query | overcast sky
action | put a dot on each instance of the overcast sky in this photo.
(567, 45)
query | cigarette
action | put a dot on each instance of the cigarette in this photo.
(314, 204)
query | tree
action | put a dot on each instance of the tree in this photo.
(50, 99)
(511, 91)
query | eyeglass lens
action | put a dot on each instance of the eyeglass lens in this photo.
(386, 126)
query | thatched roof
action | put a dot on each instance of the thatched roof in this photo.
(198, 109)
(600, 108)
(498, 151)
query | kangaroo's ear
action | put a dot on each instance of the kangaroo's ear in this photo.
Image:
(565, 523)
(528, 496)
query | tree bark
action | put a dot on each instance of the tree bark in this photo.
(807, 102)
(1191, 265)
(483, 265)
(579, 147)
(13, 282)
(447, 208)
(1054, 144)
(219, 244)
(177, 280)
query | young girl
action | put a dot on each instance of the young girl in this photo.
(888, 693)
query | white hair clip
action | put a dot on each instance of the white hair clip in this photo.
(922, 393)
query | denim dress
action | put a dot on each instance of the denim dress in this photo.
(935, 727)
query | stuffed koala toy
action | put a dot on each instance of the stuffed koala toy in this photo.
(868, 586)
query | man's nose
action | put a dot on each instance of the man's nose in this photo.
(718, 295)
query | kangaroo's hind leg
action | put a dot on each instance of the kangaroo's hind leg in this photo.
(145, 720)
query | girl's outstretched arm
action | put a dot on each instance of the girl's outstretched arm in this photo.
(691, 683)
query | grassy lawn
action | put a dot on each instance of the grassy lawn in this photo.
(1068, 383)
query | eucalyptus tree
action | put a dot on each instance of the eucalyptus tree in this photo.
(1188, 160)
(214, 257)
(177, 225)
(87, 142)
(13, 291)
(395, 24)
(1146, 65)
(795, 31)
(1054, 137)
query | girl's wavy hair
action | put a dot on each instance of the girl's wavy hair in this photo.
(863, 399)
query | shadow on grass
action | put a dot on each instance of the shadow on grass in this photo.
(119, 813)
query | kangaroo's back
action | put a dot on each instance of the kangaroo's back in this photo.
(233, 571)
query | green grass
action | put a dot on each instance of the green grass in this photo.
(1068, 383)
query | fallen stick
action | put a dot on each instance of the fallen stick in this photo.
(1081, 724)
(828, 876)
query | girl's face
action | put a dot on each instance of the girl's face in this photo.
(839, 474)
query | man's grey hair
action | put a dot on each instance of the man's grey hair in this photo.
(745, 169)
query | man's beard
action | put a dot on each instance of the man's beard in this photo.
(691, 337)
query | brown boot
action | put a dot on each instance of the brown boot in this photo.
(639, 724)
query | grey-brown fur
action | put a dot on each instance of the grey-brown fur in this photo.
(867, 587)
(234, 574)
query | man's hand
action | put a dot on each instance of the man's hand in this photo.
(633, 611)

- - - -

Сможете заново выписать пункты от строки с «query | brown boot» до конца пунктов включительно, вместе с запросами, сдвинув каждую координату в ответах на 81?

(Ответ на задание):
query | brown boot
action | put a dot on each instance of the brown boot in this photo.
(720, 805)
query | grey-brown fur
action | put a dot on each instance of the grey-brown fur in this photo.
(948, 668)
(315, 655)
query | man's hand
action | put a dot on each instance of the man's hand in this photo.
(714, 692)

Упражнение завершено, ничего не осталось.